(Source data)
-*-

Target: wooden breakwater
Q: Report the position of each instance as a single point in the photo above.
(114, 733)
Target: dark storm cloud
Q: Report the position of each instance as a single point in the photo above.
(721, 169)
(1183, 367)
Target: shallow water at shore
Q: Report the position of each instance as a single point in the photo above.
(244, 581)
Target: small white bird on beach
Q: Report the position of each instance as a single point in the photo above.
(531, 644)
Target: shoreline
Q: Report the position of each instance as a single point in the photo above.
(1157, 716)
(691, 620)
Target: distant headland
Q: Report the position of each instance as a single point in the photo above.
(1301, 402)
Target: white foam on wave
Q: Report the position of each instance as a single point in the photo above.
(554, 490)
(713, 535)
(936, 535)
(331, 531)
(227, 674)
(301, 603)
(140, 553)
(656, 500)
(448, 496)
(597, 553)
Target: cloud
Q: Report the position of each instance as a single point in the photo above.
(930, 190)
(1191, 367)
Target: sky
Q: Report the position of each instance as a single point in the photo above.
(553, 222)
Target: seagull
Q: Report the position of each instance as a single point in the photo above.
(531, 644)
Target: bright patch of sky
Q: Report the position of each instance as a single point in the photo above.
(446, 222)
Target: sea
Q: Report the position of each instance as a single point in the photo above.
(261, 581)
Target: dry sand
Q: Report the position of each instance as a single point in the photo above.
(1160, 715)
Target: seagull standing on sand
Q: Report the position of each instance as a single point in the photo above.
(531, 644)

-*-

EXERCISE DETAILS:
Each record must be reproduced exactly, with nothing missing.

WRITTEN RESPONSE:
Target: wooden breakwater
Q: Report the position of each instance as a single point in the photo above.
(114, 733)
Target: dark storm cloud
Q: Report the position of each instance as a single point in the photo above.
(721, 169)
(1183, 367)
Target: shallow water at shore
Q: Report the position of each instance as a single point in the photo above.
(244, 581)
Target: small white bird on beach
Q: Report the position of each instance as a single point in the photo above.
(531, 644)
Target: shoreline
Q: Report the position of each instance as a single point in the photo above.
(1157, 716)
(691, 620)
Target: distant headland
Q: Report the position of each instance as a single point in the photo above.
(1301, 402)
Target: white foam on wave
Q: Report the position of each instance as a single point in the photo above.
(554, 490)
(713, 535)
(936, 535)
(331, 531)
(227, 674)
(301, 603)
(140, 553)
(656, 500)
(448, 496)
(597, 553)
Target: cloud
Q: Report the position of each instance as a single point in the photo above.
(930, 190)
(1191, 367)
Target: sky
Q: Report the position of each instance as a single point in the photo above.
(553, 222)
Target: seagull
Q: Report the position of each instance as a single point in the photo above.
(531, 644)
Target: bright patch of sky
Q: Report the position of each instance as a single point in the photo above.
(446, 222)
Target: sea
Q: Report the position of each instance as a single point in the photo above.
(261, 581)
Target: dry sand
Q: Report the position of each instance as a single point in the photo above.
(1160, 715)
Target: seagull standing on sand
Q: Report the position of each instance as a single point in the photo above.
(531, 644)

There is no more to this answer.